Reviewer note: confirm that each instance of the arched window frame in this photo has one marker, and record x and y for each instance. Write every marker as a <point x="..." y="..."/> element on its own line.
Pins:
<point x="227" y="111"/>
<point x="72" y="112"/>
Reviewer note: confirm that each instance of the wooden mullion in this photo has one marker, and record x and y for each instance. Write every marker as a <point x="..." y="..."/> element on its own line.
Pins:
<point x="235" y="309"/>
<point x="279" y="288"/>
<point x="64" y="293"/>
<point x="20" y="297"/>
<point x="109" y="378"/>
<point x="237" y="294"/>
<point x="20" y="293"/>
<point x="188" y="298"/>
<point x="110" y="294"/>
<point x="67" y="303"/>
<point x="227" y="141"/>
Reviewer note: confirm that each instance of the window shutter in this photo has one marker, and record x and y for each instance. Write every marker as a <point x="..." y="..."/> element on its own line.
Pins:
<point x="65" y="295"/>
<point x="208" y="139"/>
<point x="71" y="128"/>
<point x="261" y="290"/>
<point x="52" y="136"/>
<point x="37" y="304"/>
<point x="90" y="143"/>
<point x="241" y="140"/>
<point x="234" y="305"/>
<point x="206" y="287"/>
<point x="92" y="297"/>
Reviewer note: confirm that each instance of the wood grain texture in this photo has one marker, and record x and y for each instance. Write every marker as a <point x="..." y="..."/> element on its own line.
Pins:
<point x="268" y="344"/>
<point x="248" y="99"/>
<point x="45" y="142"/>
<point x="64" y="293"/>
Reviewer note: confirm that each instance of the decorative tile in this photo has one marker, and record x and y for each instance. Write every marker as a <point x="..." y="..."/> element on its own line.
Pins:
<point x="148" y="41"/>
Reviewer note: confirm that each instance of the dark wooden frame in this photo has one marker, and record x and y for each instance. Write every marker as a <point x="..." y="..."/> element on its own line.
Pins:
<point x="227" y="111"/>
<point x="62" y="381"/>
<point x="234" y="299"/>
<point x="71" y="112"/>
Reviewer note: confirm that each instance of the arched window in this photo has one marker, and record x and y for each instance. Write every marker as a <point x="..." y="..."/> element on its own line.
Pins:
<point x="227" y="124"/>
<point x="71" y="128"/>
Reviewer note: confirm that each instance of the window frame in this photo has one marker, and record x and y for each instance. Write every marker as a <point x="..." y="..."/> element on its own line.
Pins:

→ **STATED EXERCISE**
Repeat only what runs from the line holding "Reviewer note: confirm that each instance of the window shutter" to the end of the data, keeping every line exactly as written, first and last included.

→ **WRITTEN RESPONSE**
Reviewer note: confirm that each instance of the window shutter in this photo has one marker, and record x and y for each instance. Write every marker as a <point x="..." y="..."/> element on its own line.
Pins:
<point x="65" y="295"/>
<point x="208" y="139"/>
<point x="71" y="128"/>
<point x="261" y="290"/>
<point x="52" y="136"/>
<point x="37" y="304"/>
<point x="90" y="143"/>
<point x="241" y="140"/>
<point x="234" y="305"/>
<point x="206" y="287"/>
<point x="92" y="297"/>
Reviewer note: confirm that each instance of the wood grain texture in this photo has one marker, and record x and y for each instance. Write every marker as a <point x="..." y="..."/> element on its own line.
Pins:
<point x="268" y="344"/>
<point x="248" y="99"/>
<point x="45" y="142"/>
<point x="64" y="293"/>
Reviewer note: confirm that each instance of the decorative tile in this photo has one marker, and record x and y for each instance. Write every marker as a <point x="..." y="..."/> element on its own line.
Pins:
<point x="148" y="41"/>
Reviewer note: confirm that each instance of the dark wooden frame in this photo has one marker, and record x and y for each instance. Write every marker as a <point x="..." y="..."/> element on its own line.
Pins:
<point x="227" y="111"/>
<point x="62" y="381"/>
<point x="234" y="299"/>
<point x="71" y="112"/>
Reviewer note: confirm that each instance of the arched window in this photo has one marker, and record x and y for each instance. Write every marker as a <point x="..." y="..."/> element on its own line.
Pins:
<point x="227" y="124"/>
<point x="71" y="128"/>
Reviewer note: confirm that each instance of the window frame in this photo has one marker, and record x and y for each instance. Write every marker as a <point x="..." y="..."/> element on its own line.
Pins:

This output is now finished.